Required action: All records are to be restated word for word, with pictures excluded.

+---+

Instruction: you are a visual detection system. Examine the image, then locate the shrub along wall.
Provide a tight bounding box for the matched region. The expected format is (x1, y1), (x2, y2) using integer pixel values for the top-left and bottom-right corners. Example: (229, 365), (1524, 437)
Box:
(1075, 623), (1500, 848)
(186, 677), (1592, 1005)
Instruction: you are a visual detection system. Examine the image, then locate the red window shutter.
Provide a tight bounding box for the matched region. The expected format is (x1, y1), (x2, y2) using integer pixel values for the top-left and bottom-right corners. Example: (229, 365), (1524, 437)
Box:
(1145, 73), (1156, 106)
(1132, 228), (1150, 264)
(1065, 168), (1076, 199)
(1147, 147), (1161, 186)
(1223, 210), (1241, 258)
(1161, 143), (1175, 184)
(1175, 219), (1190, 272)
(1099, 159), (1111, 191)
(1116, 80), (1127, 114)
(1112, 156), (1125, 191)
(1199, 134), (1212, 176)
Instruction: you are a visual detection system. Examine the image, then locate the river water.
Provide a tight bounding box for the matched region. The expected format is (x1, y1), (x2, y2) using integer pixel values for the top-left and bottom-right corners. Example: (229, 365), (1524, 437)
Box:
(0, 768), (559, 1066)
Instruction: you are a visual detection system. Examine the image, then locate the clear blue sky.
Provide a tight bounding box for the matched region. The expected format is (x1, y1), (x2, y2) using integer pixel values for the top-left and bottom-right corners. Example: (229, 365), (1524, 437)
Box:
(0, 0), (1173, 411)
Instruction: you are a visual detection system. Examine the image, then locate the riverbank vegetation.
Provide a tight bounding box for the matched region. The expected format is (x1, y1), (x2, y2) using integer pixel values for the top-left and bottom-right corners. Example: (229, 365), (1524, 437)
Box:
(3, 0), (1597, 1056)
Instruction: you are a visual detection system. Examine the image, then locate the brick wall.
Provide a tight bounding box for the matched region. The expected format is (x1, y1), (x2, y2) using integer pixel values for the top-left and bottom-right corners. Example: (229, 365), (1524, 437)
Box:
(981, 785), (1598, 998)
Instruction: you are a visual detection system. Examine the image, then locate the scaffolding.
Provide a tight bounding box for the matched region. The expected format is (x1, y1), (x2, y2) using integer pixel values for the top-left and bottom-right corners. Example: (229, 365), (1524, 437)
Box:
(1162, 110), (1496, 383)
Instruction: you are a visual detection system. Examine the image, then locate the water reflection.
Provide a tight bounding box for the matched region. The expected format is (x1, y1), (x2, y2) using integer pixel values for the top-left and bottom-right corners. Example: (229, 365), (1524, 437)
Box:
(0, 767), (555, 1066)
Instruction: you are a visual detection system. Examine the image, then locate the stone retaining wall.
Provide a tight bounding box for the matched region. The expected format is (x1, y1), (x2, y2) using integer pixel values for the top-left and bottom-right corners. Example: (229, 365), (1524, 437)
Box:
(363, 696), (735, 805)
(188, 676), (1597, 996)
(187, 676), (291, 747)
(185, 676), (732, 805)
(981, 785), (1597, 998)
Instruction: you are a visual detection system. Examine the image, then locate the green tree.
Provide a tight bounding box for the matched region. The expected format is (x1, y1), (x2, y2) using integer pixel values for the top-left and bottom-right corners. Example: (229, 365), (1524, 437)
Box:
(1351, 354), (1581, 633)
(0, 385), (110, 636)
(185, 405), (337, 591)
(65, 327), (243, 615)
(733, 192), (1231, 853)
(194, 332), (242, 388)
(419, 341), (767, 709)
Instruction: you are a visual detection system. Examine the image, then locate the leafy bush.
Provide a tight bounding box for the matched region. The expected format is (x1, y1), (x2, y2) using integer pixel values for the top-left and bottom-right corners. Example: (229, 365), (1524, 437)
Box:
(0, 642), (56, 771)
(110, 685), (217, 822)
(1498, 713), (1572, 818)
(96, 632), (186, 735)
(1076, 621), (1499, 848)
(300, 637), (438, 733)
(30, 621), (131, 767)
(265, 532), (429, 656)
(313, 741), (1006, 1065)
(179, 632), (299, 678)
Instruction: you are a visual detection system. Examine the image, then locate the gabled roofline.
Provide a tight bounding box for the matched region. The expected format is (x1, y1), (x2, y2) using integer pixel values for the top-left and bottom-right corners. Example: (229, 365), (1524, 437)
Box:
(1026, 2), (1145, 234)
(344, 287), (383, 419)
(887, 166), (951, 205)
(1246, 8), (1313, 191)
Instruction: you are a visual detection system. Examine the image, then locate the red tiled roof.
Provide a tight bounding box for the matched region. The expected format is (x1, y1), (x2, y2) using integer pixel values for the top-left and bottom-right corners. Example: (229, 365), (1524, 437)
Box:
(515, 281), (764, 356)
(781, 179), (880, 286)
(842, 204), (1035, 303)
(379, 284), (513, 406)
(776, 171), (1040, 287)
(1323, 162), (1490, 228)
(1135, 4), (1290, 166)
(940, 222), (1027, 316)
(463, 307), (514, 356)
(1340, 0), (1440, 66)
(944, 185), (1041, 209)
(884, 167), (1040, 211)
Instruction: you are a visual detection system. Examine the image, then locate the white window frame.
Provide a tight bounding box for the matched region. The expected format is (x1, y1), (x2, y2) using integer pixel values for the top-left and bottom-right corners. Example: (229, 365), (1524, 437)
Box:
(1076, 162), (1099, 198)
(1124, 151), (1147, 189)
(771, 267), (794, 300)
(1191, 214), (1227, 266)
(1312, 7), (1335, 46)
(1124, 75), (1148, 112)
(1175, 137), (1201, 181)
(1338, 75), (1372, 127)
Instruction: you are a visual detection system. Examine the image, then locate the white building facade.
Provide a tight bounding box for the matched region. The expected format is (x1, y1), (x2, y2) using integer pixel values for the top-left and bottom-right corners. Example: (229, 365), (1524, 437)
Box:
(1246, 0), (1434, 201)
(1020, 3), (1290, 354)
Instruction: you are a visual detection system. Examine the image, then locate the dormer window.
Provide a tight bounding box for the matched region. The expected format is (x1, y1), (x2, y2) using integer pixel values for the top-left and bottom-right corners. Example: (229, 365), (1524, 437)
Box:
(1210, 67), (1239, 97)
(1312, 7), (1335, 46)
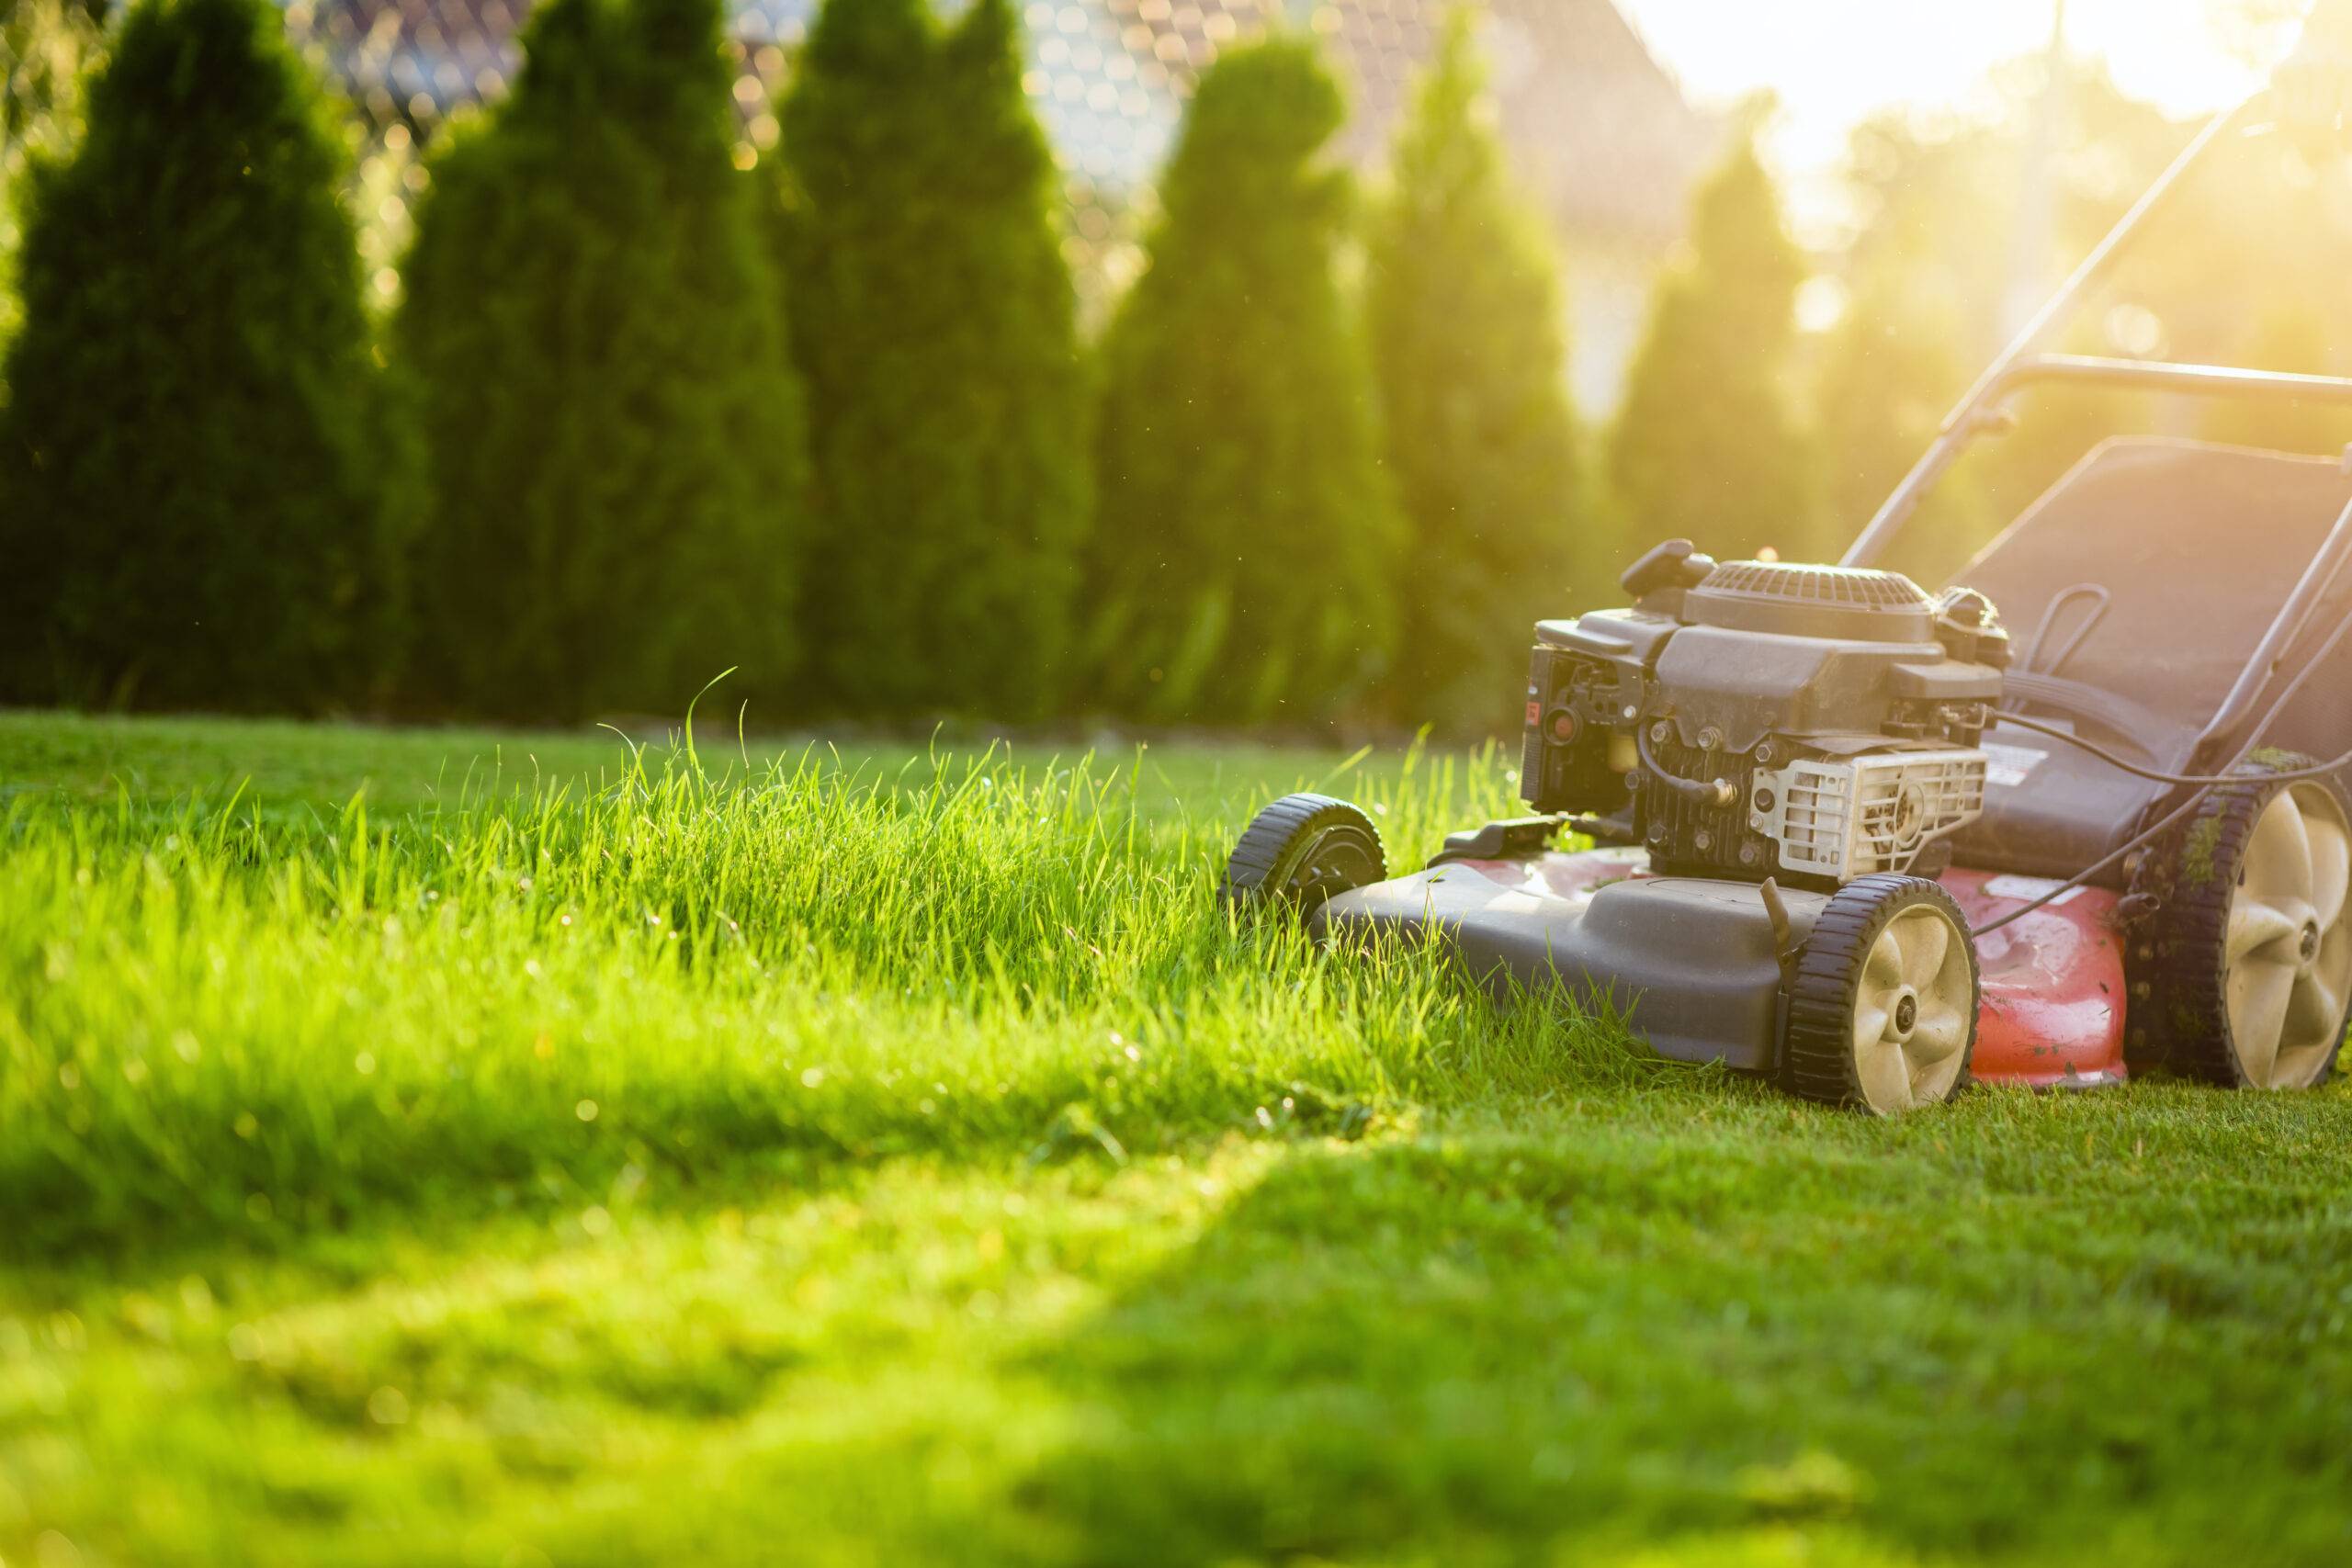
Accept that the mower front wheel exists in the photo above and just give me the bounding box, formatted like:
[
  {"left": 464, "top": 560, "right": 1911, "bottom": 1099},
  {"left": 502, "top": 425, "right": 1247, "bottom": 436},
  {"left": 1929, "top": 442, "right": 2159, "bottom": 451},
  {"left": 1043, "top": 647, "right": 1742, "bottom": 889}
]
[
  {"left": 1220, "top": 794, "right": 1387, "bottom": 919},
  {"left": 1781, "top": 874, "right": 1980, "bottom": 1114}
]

+---+

Result for this task:
Instruction: you are a visual detection system. Examine the image, then locate the shrub along wall.
Provide a tight bounding box for the matched region. The expected format is (x1, y1), (x2, y2) using integer pixel values for the top-left and bottom-right corners. Example: (229, 365), (1524, 437)
Box:
(1075, 623), (1500, 848)
(186, 677), (1592, 1005)
Instruction: you are a visual detection system. Examine the image, then locate the red window shutter.
Provide a tight bounding box for the matched region. The expected format is (x1, y1), (x2, y2) using integer pixel values for the top-left and bottom-right corners. Example: (229, 365), (1524, 437)
Box:
(1145, 73), (1156, 106)
(1132, 228), (1150, 264)
(1065, 168), (1076, 199)
(1147, 147), (1161, 186)
(1223, 210), (1241, 258)
(1161, 143), (1175, 184)
(1175, 219), (1190, 272)
(1099, 159), (1111, 191)
(1116, 80), (1127, 114)
(1112, 156), (1125, 191)
(1199, 134), (1212, 176)
Instruction: you are a visual detection system. Examine the image, then locate the river water.
Provide a tight bounding box for the matched region. The expected format is (x1, y1), (x2, y2) using integer pixel values for the top-left and bottom-right corners. Example: (229, 365), (1524, 437)
Box:
(0, 768), (559, 1066)
Instruction: you are a visual detection system. Examine the image, then locate the clear blue sky.
Provide a tight bounding box for the matched region. The expected format is (x1, y1), (x2, y2) using integer pixel values for the top-left and bottom-right corners. Example: (229, 365), (1524, 437)
Box:
(0, 0), (1173, 411)
Instruction: you are a visual detection system. Examine the image, then locate the riverbank vegetation.
Provide a tight bounding box for the matched region. The expected format is (x1, y1), (x2, y2) using integer pixel values for the top-left and bottom-right corners. Example: (229, 365), (1524, 437)
Box:
(3, 0), (1597, 1056)
Instruction: you are a visual detection system. Examine the image, then locate the brick wall.
Provide a tight bounding box for the matched region. The expected format is (x1, y1), (x2, y2) using integer pixel values for the top-left and bottom-right corners. Example: (229, 365), (1524, 437)
Box:
(981, 785), (1598, 998)
Instruction: you are a visual detection system. Examine the image, then locate the scaffolding.
Provide a tight bounding box for the matched region. The expected format is (x1, y1), (x2, y2) using integer pixel values for the top-left and bottom-right corners. Example: (229, 365), (1524, 437)
Box:
(1162, 110), (1496, 383)
Instruction: you are a visual detection system. Examine the image, then locate the water reflection.
Provide a tight bounding box for the matched region. The expected format is (x1, y1), (x2, y2) using integer pixel values for the top-left and bottom-right corners. Example: (229, 365), (1524, 437)
Box:
(0, 767), (555, 1066)
Instruction: you are a visual detection system. Examine the image, then locate the stone retaining wall.
Provide a tight bounding box for the matched region. The expected format is (x1, y1), (x2, y2) using integer pixel values for the top-left and bottom-right corners. Example: (229, 365), (1524, 437)
Box:
(363, 696), (735, 805)
(188, 676), (1597, 996)
(187, 676), (291, 747)
(185, 676), (732, 805)
(981, 785), (1597, 998)
Instruction: you are a visual detection system. Examine the image, then locate the green tree.
Provide a tight bounding box for the matched region. The expected format is (x1, y1), (x2, y2) using integer pixel values for the top-left and bottom-right corners. Example: (229, 365), (1524, 437)
Box:
(1351, 354), (1581, 633)
(0, 385), (110, 636)
(185, 405), (337, 591)
(65, 327), (243, 615)
(733, 192), (1231, 853)
(194, 332), (242, 388)
(419, 341), (767, 709)
Instruction: you are a visual detection system. Examine the image, then locate the leafy bush.
Provide a tight bounding box for the matched region. The expected format is (x1, y1), (x2, y2) using integer pixel values for the top-left and bottom-right corners. Example: (229, 365), (1524, 437)
Box:
(0, 642), (56, 771)
(110, 685), (217, 822)
(1498, 713), (1572, 818)
(96, 632), (186, 735)
(1076, 621), (1499, 848)
(300, 637), (438, 733)
(30, 621), (131, 767)
(265, 532), (429, 656)
(313, 741), (1006, 1065)
(179, 632), (299, 678)
Instruction: you are a visual detection system. Examine the image, then locate the gabled roofline.
Provide a tight bounding box for the matched region. The expected format is (x1, y1), (x2, y2) using integer pixel values for the top-left and bottom-right corners. Example: (229, 365), (1524, 437)
Box:
(1026, 2), (1145, 234)
(344, 287), (383, 419)
(887, 166), (951, 205)
(1246, 8), (1313, 191)
Instruction: you are a visual detection system. Examine the image, then locate the red tiled roof.
Provide a tight bounding box for the matched region. The expected format is (x1, y1), (x2, y2) using integer pixel values for the top-left and bottom-right corners. Example: (229, 365), (1524, 437)
Box:
(515, 281), (764, 356)
(781, 179), (880, 286)
(842, 204), (1035, 303)
(379, 284), (513, 406)
(776, 171), (1040, 287)
(1323, 162), (1490, 228)
(1135, 4), (1290, 166)
(940, 222), (1027, 316)
(463, 307), (514, 356)
(1340, 0), (1440, 66)
(944, 185), (1041, 209)
(884, 167), (1040, 211)
Instruction: you are a visual detection system. Examine the image, then locate the white window frame.
Provide a tight bounding box for the matched region. The expected format is (x1, y1), (x2, y2) using integer pixel values for the top-left and bottom-right corners. Example: (229, 365), (1524, 437)
Box:
(1076, 162), (1099, 198)
(1124, 151), (1147, 189)
(771, 267), (794, 300)
(1191, 214), (1227, 266)
(1312, 7), (1335, 46)
(1124, 75), (1148, 112)
(1175, 137), (1201, 181)
(1338, 75), (1372, 127)
Instruction: you are a visual detection system. Examine the image, then locate the white building facade.
Provide a tight bounding box for the matched region. The expected format is (x1, y1), (x2, y2) using integer pixel values for the top-left and bottom-right corners. Example: (229, 365), (1524, 437)
Box:
(1246, 0), (1434, 201)
(1020, 3), (1290, 354)
Instruction: you are a visual detection system. Examine the image, then locate the dormer window.
Provide a tight bounding box for the matched region. The expected format is (x1, y1), (x2, y2) using integer pixel values for the top-left and bottom-right corners. Example: (229, 365), (1524, 437)
Box:
(1210, 67), (1239, 97)
(1312, 7), (1335, 46)
Accept that the mower front wheel exists in the photo above and just give me the bounding box, formatted like:
[
  {"left": 464, "top": 560, "right": 1911, "bottom": 1099},
  {"left": 502, "top": 425, "right": 1247, "bottom": 436},
  {"left": 1929, "top": 442, "right": 2159, "bottom": 451},
  {"left": 1043, "top": 647, "right": 1742, "bottom": 889}
]
[
  {"left": 1220, "top": 794, "right": 1387, "bottom": 919},
  {"left": 1781, "top": 874, "right": 1980, "bottom": 1114}
]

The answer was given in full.